> REQUIRED WORK: Reproduce every line of the material from the line containing "Target = hanging sign" through the end of the material, shifting each pixel coordinate in the answers by adding 121 to both numbers. Leave the pictures out of your output.

## Begin

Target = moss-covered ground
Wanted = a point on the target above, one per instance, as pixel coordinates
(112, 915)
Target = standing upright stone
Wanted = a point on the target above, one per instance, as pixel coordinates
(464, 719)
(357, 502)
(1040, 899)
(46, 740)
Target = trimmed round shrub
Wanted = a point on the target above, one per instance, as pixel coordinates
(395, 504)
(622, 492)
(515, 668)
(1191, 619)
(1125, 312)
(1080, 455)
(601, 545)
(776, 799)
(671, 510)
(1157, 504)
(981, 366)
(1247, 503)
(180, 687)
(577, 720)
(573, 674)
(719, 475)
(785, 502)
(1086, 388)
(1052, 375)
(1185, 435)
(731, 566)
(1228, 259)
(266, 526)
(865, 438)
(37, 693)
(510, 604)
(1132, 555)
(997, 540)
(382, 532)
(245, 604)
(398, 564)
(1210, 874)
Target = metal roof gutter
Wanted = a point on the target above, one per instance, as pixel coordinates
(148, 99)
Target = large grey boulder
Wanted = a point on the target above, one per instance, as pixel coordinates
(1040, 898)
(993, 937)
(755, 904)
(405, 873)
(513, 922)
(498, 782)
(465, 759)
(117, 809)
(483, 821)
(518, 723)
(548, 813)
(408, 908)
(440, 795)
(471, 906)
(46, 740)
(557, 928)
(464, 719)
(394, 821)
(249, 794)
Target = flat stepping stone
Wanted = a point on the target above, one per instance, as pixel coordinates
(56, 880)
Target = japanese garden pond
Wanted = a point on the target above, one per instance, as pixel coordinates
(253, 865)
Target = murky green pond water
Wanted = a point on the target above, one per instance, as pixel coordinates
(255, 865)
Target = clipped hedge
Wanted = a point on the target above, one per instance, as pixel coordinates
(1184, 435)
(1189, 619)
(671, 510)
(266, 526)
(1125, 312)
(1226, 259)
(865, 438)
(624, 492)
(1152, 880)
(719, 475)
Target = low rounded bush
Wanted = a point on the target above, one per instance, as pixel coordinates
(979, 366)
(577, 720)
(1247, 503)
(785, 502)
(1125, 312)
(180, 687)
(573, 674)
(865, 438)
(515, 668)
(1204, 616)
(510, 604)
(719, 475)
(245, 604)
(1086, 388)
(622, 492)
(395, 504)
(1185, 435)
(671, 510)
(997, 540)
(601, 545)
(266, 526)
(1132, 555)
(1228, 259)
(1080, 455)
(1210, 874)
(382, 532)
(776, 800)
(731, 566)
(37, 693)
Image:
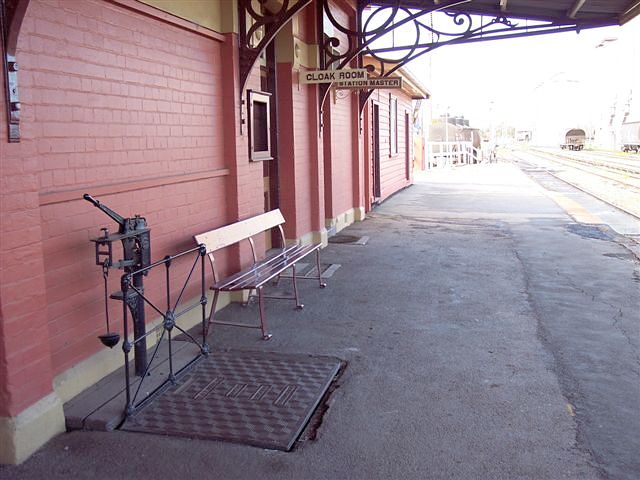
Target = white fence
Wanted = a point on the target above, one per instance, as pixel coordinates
(446, 154)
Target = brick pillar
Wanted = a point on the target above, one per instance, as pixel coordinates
(30, 413)
(245, 184)
(300, 156)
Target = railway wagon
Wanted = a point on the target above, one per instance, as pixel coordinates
(630, 136)
(574, 139)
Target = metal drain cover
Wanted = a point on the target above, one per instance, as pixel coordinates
(256, 398)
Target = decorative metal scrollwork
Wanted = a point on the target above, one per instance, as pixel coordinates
(393, 34)
(258, 28)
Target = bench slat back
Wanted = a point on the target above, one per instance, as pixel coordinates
(230, 234)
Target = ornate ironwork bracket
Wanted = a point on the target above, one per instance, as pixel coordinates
(393, 34)
(11, 16)
(259, 27)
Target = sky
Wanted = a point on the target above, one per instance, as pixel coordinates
(522, 81)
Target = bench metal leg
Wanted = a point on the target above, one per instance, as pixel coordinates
(212, 313)
(299, 306)
(263, 323)
(249, 297)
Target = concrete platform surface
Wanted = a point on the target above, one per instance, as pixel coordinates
(487, 333)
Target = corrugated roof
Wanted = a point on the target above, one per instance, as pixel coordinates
(570, 12)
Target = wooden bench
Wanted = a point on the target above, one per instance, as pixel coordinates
(260, 272)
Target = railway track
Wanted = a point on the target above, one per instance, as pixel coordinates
(616, 183)
(627, 164)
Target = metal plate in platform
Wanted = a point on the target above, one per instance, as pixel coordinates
(256, 398)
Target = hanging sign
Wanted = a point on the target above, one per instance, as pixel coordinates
(369, 83)
(329, 76)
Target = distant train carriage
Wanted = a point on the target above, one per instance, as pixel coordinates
(631, 137)
(574, 139)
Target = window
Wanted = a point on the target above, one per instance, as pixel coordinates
(393, 125)
(259, 126)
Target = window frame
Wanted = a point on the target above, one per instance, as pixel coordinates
(255, 96)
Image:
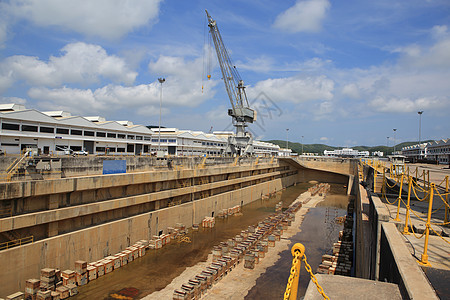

## End

> SOLUTION TO THIS PROBLEM:
Target = hanging sign
Wanted = a point on the target above, one per instance, as pixel coordinates
(490, 204)
(450, 197)
Target = distant train carriage
Wanted = a point on the target above, one per instance, as pixel coordinates
(752, 258)
(695, 260)
Target = window
Wanted = a point on the target above, one per instance, as pixel coordinates
(514, 246)
(380, 247)
Target = window frame
Wanted = a point on the target above, one per instance, as pixel coordinates
(376, 217)
Image:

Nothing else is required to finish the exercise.